**Material supplied**
------------------------

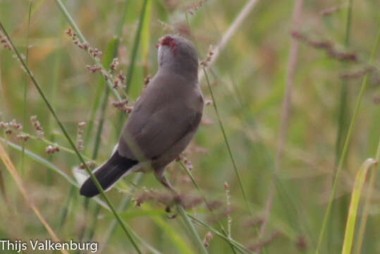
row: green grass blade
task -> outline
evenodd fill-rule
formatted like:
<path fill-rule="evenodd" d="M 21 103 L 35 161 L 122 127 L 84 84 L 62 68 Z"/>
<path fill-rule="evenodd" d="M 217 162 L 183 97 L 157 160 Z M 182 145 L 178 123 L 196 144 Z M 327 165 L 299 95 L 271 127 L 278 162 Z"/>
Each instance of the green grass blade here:
<path fill-rule="evenodd" d="M 375 159 L 377 162 L 377 170 L 379 170 L 379 162 L 380 161 L 380 139 L 379 140 L 379 145 L 377 145 L 377 152 L 376 153 Z M 377 170 L 376 170 L 376 169 L 372 170 L 371 177 L 369 179 L 369 183 L 368 184 L 367 188 L 368 192 L 365 198 L 364 205 L 363 205 L 363 214 L 362 215 L 362 219 L 360 220 L 359 231 L 357 232 L 357 240 L 356 241 L 356 247 L 355 250 L 355 254 L 360 254 L 360 250 L 362 250 L 362 245 L 363 243 L 365 233 L 365 226 L 367 225 L 367 219 L 368 218 L 368 213 L 369 210 L 369 203 L 371 202 L 371 197 L 372 196 L 372 193 L 374 189 Z"/>
<path fill-rule="evenodd" d="M 30 29 L 30 17 L 32 13 L 32 3 L 29 3 L 29 13 L 27 16 L 27 30 L 26 32 L 26 52 L 25 52 L 25 63 L 27 65 L 29 61 L 29 30 Z M 27 84 L 29 83 L 29 78 L 27 75 L 25 75 L 25 84 L 24 87 L 24 96 L 23 96 L 23 126 L 25 126 L 26 124 L 26 107 L 27 102 L 26 98 L 27 95 Z M 23 152 L 21 153 L 21 173 L 24 172 L 25 170 L 25 162 L 24 162 L 24 150 L 25 148 L 25 141 L 23 140 Z M 21 176 L 23 174 L 21 174 Z"/>
<path fill-rule="evenodd" d="M 372 61 L 374 61 L 374 57 L 376 56 L 376 50 L 377 50 L 377 47 L 379 45 L 379 40 L 380 40 L 380 30 L 378 32 L 377 38 L 376 38 L 376 42 L 374 44 L 374 47 L 372 49 L 372 53 L 371 54 L 371 57 L 370 57 L 369 61 L 369 65 L 372 63 Z M 331 190 L 331 193 L 330 194 L 330 198 L 329 200 L 329 203 L 327 205 L 327 207 L 326 209 L 326 212 L 325 212 L 325 214 L 324 214 L 322 225 L 321 226 L 321 231 L 319 233 L 319 237 L 318 238 L 318 243 L 317 245 L 317 249 L 316 249 L 316 251 L 315 251 L 316 253 L 319 253 L 319 250 L 320 250 L 321 247 L 322 240 L 323 240 L 323 238 L 324 238 L 324 236 L 326 226 L 327 225 L 327 221 L 329 220 L 329 217 L 330 216 L 330 213 L 331 213 L 331 211 L 332 202 L 333 202 L 333 200 L 334 197 L 335 197 L 335 192 L 336 192 L 336 186 L 337 186 L 337 183 L 338 183 L 338 180 L 339 179 L 339 174 L 340 174 L 341 171 L 341 169 L 342 169 L 342 168 L 343 167 L 343 162 L 344 162 L 344 161 L 345 159 L 345 157 L 347 155 L 347 152 L 348 151 L 348 145 L 350 145 L 350 141 L 351 140 L 351 137 L 352 137 L 352 135 L 353 135 L 353 128 L 354 128 L 354 126 L 355 126 L 355 123 L 356 122 L 356 118 L 357 116 L 357 113 L 359 111 L 359 108 L 360 107 L 360 104 L 361 104 L 361 102 L 362 102 L 362 98 L 363 97 L 363 94 L 364 94 L 364 92 L 365 91 L 365 89 L 366 89 L 366 87 L 367 87 L 367 79 L 368 79 L 368 73 L 367 73 L 364 75 L 364 78 L 363 78 L 363 80 L 362 82 L 362 86 L 361 86 L 361 88 L 360 88 L 360 91 L 359 92 L 359 95 L 357 96 L 357 101 L 356 101 L 356 104 L 355 104 L 354 113 L 353 113 L 353 117 L 351 119 L 351 122 L 350 123 L 350 127 L 348 128 L 348 133 L 347 133 L 347 137 L 345 138 L 345 143 L 344 143 L 343 150 L 342 151 L 342 155 L 341 155 L 341 159 L 339 160 L 339 164 L 338 165 L 338 168 L 337 168 L 337 170 L 336 170 L 336 177 L 335 177 L 335 179 L 334 179 L 334 181 L 333 181 L 333 188 L 332 188 L 332 190 Z"/>
<path fill-rule="evenodd" d="M 57 1 L 59 1 L 59 0 L 57 0 Z M 80 162 L 85 166 L 85 168 L 86 171 L 90 174 L 92 181 L 94 181 L 94 183 L 95 183 L 95 186 L 97 186 L 97 188 L 99 190 L 101 195 L 106 200 L 106 202 L 107 205 L 109 205 L 109 208 L 111 209 L 111 210 L 114 213 L 115 217 L 118 219 L 119 224 L 121 224 L 121 227 L 123 228 L 124 232 L 125 233 L 125 235 L 127 236 L 128 239 L 130 241 L 131 243 L 133 244 L 135 249 L 137 251 L 137 253 L 142 253 L 141 250 L 140 250 L 140 248 L 136 244 L 135 240 L 133 238 L 132 236 L 130 235 L 130 229 L 129 229 L 129 226 L 128 226 L 125 224 L 125 223 L 121 219 L 121 218 L 118 216 L 116 210 L 114 207 L 114 205 L 111 202 L 110 200 L 105 195 L 104 191 L 103 188 L 102 188 L 102 186 L 100 185 L 98 180 L 97 179 L 97 178 L 94 176 L 94 174 L 91 171 L 91 169 L 90 169 L 90 168 L 88 167 L 87 164 L 86 164 L 86 162 L 85 161 L 85 159 L 83 159 L 83 157 L 82 157 L 80 153 L 79 152 L 79 150 L 77 149 L 77 147 L 75 146 L 75 144 L 74 143 L 74 142 L 73 141 L 71 138 L 70 138 L 70 135 L 68 135 L 68 133 L 67 132 L 66 129 L 65 128 L 65 127 L 62 124 L 62 123 L 61 123 L 61 120 L 59 119 L 59 118 L 58 117 L 58 116 L 56 115 L 54 109 L 51 107 L 51 105 L 50 102 L 49 102 L 49 100 L 47 99 L 47 98 L 46 97 L 46 96 L 44 95 L 44 92 L 42 90 L 41 87 L 38 84 L 38 83 L 36 80 L 36 79 L 35 78 L 34 75 L 30 72 L 30 70 L 29 70 L 27 66 L 25 64 L 24 60 L 21 57 L 21 56 L 20 56 L 20 54 L 18 53 L 18 51 L 15 47 L 15 45 L 14 45 L 13 41 L 11 40 L 11 37 L 8 35 L 8 32 L 6 32 L 6 30 L 5 30 L 5 28 L 3 26 L 3 24 L 1 22 L 0 22 L 0 28 L 4 31 L 4 35 L 7 37 L 8 40 L 9 41 L 9 43 L 12 46 L 12 48 L 13 49 L 15 53 L 16 54 L 17 57 L 20 60 L 20 62 L 21 63 L 23 66 L 25 68 L 27 74 L 29 75 L 29 76 L 30 77 L 30 79 L 32 80 L 33 84 L 35 85 L 35 87 L 38 90 L 38 92 L 39 93 L 39 95 L 41 96 L 41 97 L 42 98 L 42 99 L 45 102 L 46 106 L 47 107 L 47 108 L 49 109 L 49 110 L 50 111 L 50 112 L 51 113 L 51 114 L 53 115 L 54 119 L 56 119 L 58 125 L 59 126 L 59 128 L 61 128 L 61 130 L 63 133 L 63 135 L 65 135 L 67 140 L 70 143 L 70 145 L 75 151 L 75 154 L 77 155 Z"/>
<path fill-rule="evenodd" d="M 218 119 L 218 122 L 219 123 L 219 126 L 221 131 L 221 133 L 223 134 L 223 138 L 224 139 L 224 142 L 226 143 L 226 146 L 227 147 L 227 150 L 228 151 L 228 155 L 230 155 L 231 160 L 232 162 L 232 164 L 233 166 L 233 169 L 235 170 L 235 174 L 236 174 L 236 176 L 238 177 L 238 181 L 239 182 L 239 186 L 240 187 L 240 190 L 243 194 L 243 198 L 244 198 L 244 201 L 245 202 L 245 205 L 247 205 L 247 208 L 248 209 L 248 212 L 250 212 L 250 214 L 251 216 L 253 217 L 253 212 L 252 210 L 251 206 L 250 205 L 250 202 L 248 202 L 248 198 L 247 197 L 247 194 L 245 193 L 245 190 L 244 189 L 244 186 L 243 186 L 243 181 L 240 177 L 240 174 L 239 173 L 239 171 L 238 170 L 238 167 L 236 166 L 236 162 L 235 161 L 235 158 L 233 157 L 233 155 L 232 154 L 232 151 L 230 147 L 230 144 L 228 143 L 228 140 L 227 139 L 227 135 L 226 135 L 226 131 L 224 131 L 224 127 L 223 126 L 223 123 L 221 122 L 221 116 L 219 114 L 219 111 L 218 110 L 218 107 L 216 104 L 216 102 L 215 101 L 215 97 L 214 97 L 214 92 L 212 92 L 212 88 L 211 87 L 210 81 L 209 80 L 209 76 L 207 75 L 207 72 L 206 71 L 206 68 L 203 68 L 203 72 L 204 73 L 204 77 L 206 78 L 206 81 L 207 83 L 207 85 L 209 87 L 209 91 L 210 92 L 211 97 L 212 98 L 212 104 L 214 106 L 214 109 L 215 109 L 215 113 L 216 114 L 216 118 Z"/>
<path fill-rule="evenodd" d="M 357 210 L 359 208 L 359 201 L 360 200 L 362 189 L 363 188 L 367 172 L 372 167 L 376 170 L 376 164 L 377 162 L 375 159 L 367 159 L 362 164 L 360 169 L 359 169 L 359 171 L 356 174 L 353 193 L 351 193 L 351 202 L 350 203 L 348 217 L 347 218 L 345 226 L 342 254 L 350 254 L 351 253 L 351 248 L 354 241 L 356 215 L 357 214 Z"/>
<path fill-rule="evenodd" d="M 85 38 L 85 37 L 82 34 L 82 32 L 80 31 L 80 30 L 78 27 L 77 24 L 75 23 L 75 22 L 74 21 L 74 20 L 73 19 L 73 18 L 71 17 L 70 13 L 68 13 L 68 11 L 67 11 L 66 8 L 65 7 L 65 6 L 62 3 L 62 1 L 61 0 L 56 0 L 56 2 L 58 4 L 59 8 L 61 9 L 61 11 L 62 12 L 62 13 L 63 13 L 63 15 L 65 16 L 65 18 L 66 18 L 66 20 L 68 22 L 68 23 L 70 24 L 70 25 L 71 25 L 73 29 L 75 31 L 75 33 L 77 34 L 78 37 L 80 40 L 80 42 L 81 43 L 87 43 L 86 39 Z M 98 66 L 100 66 L 104 69 L 106 69 L 106 68 L 104 68 L 103 67 L 102 64 L 98 60 L 97 60 L 92 54 L 90 54 L 90 56 L 91 57 L 91 59 L 94 61 L 94 62 Z M 109 88 L 111 90 L 112 95 L 115 97 L 115 98 L 116 98 L 116 99 L 118 101 L 121 101 L 121 97 L 120 97 L 118 93 L 116 92 L 116 90 L 113 89 L 114 85 L 112 84 L 112 82 L 111 82 L 111 79 L 109 79 L 109 78 L 107 79 L 106 84 L 109 87 Z"/>
<path fill-rule="evenodd" d="M 132 83 L 132 79 L 133 78 L 133 70 L 135 68 L 135 64 L 136 64 L 136 58 L 137 55 L 137 50 L 140 45 L 140 39 L 141 36 L 141 30 L 142 28 L 142 25 L 144 24 L 144 20 L 145 19 L 145 11 L 147 9 L 147 4 L 149 0 L 144 0 L 142 3 L 142 7 L 141 8 L 141 12 L 140 14 L 140 21 L 136 31 L 136 35 L 135 35 L 135 41 L 133 42 L 133 47 L 132 47 L 132 54 L 130 57 L 130 63 L 128 66 L 128 70 L 127 71 L 127 82 L 125 92 L 128 93 L 130 84 Z"/>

------------------------

**Problem to solve**
Return everything from the start of the items above down to the line containing "96 L 23 126", both ends included, leaving out the pictures.

**Output for this exercise**
row: green grass blade
task -> outline
evenodd fill-rule
formatted like:
<path fill-rule="evenodd" d="M 21 103 L 35 161 L 122 127 L 84 84 L 62 68 Z"/>
<path fill-rule="evenodd" d="M 217 162 L 183 97 L 157 160 Z M 182 145 L 178 123 L 196 144 Z M 327 165 L 299 95 L 271 127 L 278 162 Z"/>
Each instance of the green grass blade here:
<path fill-rule="evenodd" d="M 375 159 L 377 162 L 377 170 L 379 170 L 379 162 L 380 161 L 380 139 L 379 140 L 379 145 L 377 145 L 377 152 L 376 153 Z M 377 170 L 376 170 L 376 169 L 372 170 L 371 177 L 369 179 L 369 183 L 368 184 L 367 188 L 368 192 L 365 198 L 364 205 L 363 205 L 363 214 L 362 215 L 362 219 L 360 220 L 359 231 L 357 232 L 357 240 L 356 241 L 356 247 L 355 250 L 355 254 L 360 254 L 360 250 L 362 250 L 362 245 L 363 243 L 365 233 L 365 226 L 367 225 L 367 219 L 368 218 L 368 213 L 369 210 L 369 203 L 371 202 L 371 197 L 372 196 L 372 193 L 374 189 Z"/>
<path fill-rule="evenodd" d="M 30 29 L 30 17 L 32 13 L 32 3 L 29 3 L 29 13 L 27 16 L 27 30 L 26 32 L 26 52 L 25 52 L 25 63 L 27 65 L 29 61 L 29 30 Z M 27 84 L 29 83 L 29 78 L 27 75 L 25 75 L 25 84 L 24 87 L 24 96 L 23 96 L 23 126 L 25 126 L 26 124 L 26 107 L 27 102 L 26 98 L 27 95 Z M 23 152 L 21 153 L 21 173 L 24 172 L 25 170 L 25 162 L 24 162 L 24 150 L 25 148 L 25 141 L 23 140 Z M 21 176 L 23 174 L 21 174 Z"/>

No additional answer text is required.